→ **Verilen talimat 1**
Aleviler ve demokrasi üzerine olan metnin "Aleviler bu ülkenin" ifadesinden başlayıp "yemeye devam edemez." ifadesi de dahil olmak üzere o ifadeye kadar süren kısmını aynen yazın.
→ **Verilen talimat 2**
Aleviler ve demokrasi üzerine olan metne göre şu soruları yanıtlayın:
(a) Devlet, bebeklere kendi inancını dayatmak için hangi dersi okutuyor?
(b) Aleviler bir bütün olarak ülkenin neyinin bel kemiği sayılıyor?
(c) Aleviler demokrasiyi kimler için istemesini bilmelidir?
→ **Verilen talimat 3**
Aleviler ve demokrasi üzerine olan metni son cümlesinden sonra sürdürün.

→ **Okuma metni**
◇ ◇ ◇ ◇ ◇ ◇ ◇
Demokrasi herkese gereklidir, ne din, ne etnik, ne sınıfsal, ne de başka bir ölçüte sokulmadan herkesin yararlanabileceği bir zemin olarak, demokratik alanların genişletilmesi barış içinde bir arada yaşama ve geleceği kurmanın en kısa yoldur. Aleviler daha çok demokrasiyi kendileri için olduğu kadar ülkedeki herkes içinde istemesini bilmelidir.
Aleviler bu ülkenin olmazsa olmazıdır.
İnsan topluluğu olarak ortaya koydukları yoğunluklarıyla, Kültürleri, siyasal duruşları, coğrafyadaki konumlarıyla bir bütün olarak bu ülkenin Geo-stratejisinin bel kemiğidir. Bu ülke sonuna kadar bu topluluğun haklarını gasp ederek bir yere varamaz. Devlet, Diyanet İşleri Başkanlığının tüm inançları ötekileştirip, tüm inançların oluşturduğu değerleri gasp ederek oluşturduğu bütçeyi sonun kadar yemeye devam edemez.
Devlet, karar verme durumunda olmayan bebelerimize, kendi inancını dayatmak için zorunlu din dersi okutamaz. Bin yıl geçti asimile edemediği değerleri bilişim çağı 21. Yy da asimile edebileceğini sanmak aptallıktır; devlet aptallığıyla katliamlarını sürdürse de bu yoldan kendisi de sağ çıkamaz. Kendi vatandaşını korumak yerine katletmeyi planlayan bir devlet sakıttır.
◇ ◇ ◇ ◇ ◇ ◇ ◇
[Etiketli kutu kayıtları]
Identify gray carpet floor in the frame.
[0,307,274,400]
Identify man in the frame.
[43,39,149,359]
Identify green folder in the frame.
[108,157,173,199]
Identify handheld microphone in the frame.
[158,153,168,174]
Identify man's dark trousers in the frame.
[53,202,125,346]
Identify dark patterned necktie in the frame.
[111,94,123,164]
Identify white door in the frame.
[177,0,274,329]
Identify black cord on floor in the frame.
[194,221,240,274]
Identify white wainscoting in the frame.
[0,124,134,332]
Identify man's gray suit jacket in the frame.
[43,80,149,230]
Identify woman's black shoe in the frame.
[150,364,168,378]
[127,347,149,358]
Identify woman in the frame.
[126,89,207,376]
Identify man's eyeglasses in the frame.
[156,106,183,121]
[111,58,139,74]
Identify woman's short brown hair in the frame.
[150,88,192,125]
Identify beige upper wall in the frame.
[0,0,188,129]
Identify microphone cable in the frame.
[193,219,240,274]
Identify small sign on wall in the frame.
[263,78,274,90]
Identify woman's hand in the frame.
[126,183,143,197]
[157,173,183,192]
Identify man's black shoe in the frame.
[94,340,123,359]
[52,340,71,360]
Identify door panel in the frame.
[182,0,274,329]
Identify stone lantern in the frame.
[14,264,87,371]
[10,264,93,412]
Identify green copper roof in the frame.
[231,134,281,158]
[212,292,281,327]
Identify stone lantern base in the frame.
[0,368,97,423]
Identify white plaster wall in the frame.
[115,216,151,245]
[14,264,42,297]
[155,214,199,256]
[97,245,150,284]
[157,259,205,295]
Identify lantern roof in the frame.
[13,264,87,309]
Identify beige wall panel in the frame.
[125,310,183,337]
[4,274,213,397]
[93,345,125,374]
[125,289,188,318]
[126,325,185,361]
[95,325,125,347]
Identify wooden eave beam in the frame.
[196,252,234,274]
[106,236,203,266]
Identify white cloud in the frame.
◇ ◇ ◇ ◇ ◇ ◇ ◇
→ **Alıştırma çıktısı 1**
Aleviler bu ülkenin olmazsa olmazıdır.
İnsan topluluğu olarak ortaya koydukları yoğunluklarıyla, Kültürleri, siyasal duruşları, coğrafyadaki konumlarıyla bir bütün olarak bu ülkenin Geo-stratejisinin bel kemiğidir. Bu ülke sonuna kadar bu topluluğun haklarını gasp ederek bir yere varamaz. Devlet, Diyanet İşleri Başkanlığının tüm inançları ötekileştirip, tüm inançların oluşturduğu değerleri gasp ederek oluşturduğu bütçeyi sonun kadar yemeye devam edemez.

→ **Alıştırma çıktısı 2**
(a) Zorunlu din dersi.
(b) Ülkenin Geo-stratejisinin.
(c) Kendileri için olduğu kadar ülkedeki herkes için.

→ **Alıştırma çıktısı 3**
Bu ülke bir mozaik. Herkesin hakları var, herkesin kendi değerleri ve kimliğini oluşturan verileri var; inançlar, etnik yapılar, sınıflar, yöreler her biri kendi farklılığıyla ortak kimlik oluşturan varlıklar, ayrı varlıklar var. “Çok dilli - Çok kültürlü özgür bir yaşam”a anayasal güvencelerle, kurum ve kuruluşlarla, yasa ve kolektif bilinçle oturtmadan, özerklikleriyle demokratik bir cumhuriyet olarak örgütlenmeden, kimse, tek başına, herkesin üzerinde buyruk olabileceğini sanmasın.
Geç kalınmıştır.
Bu karanlık aklın, bu karanlık yolun bir sonu var. Oraya gelinmiştir; bu külüstür araba bu yolları yürüyemez. Yenilenmeden sorunlar aşılamaz.
Aleviler bir kez daha katliama uğramak istemiyorlarsa, aynaya baksınlar. Tarihleriyle cesurca yüzleşsinler, çevresindeki özgürlük ve demokrasi mücadelesini hakkıyla görüp yükümlülüklerini yerine getirsinler. İnançlarına istedikleri özgürlüğü, her etnik topluluğun anadille resmi okullarda eğitim hakkı talebiyle birleştirsinler, omuz omuza olsunlar birlikte kazanmanın yollarını bulsunlar.
Acil görevimiz budur.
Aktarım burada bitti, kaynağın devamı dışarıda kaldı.